Report each line of the material below where the word "every" can be found.

■ **Listed entries**:
________

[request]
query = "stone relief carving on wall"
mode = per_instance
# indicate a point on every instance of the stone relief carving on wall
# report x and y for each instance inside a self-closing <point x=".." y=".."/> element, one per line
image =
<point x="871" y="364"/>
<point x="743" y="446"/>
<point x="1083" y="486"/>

________

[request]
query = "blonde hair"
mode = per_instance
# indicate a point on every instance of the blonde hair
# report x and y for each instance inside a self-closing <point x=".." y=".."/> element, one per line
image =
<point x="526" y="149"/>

________

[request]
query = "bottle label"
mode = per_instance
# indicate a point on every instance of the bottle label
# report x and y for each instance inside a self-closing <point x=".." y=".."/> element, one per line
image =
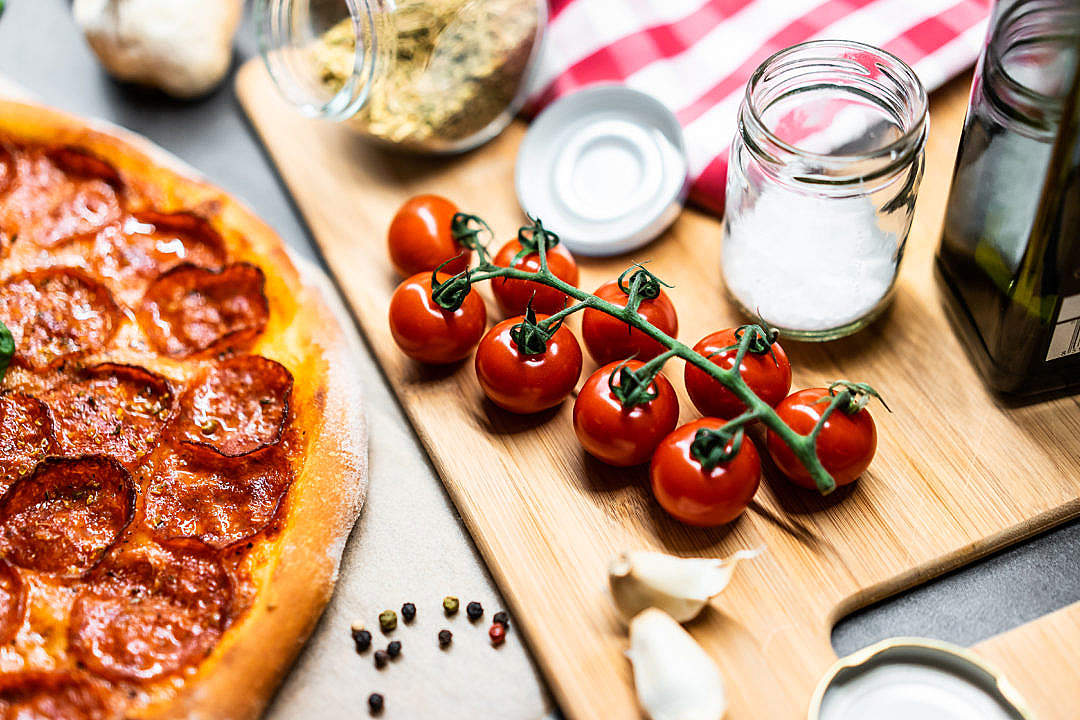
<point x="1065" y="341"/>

________

■ **Completed exercise**:
# indicate a point on every instance of the stone relief carving on wall
# indicate a point on every instance of the blonde hair
# indicate a point on every instance of the bottle label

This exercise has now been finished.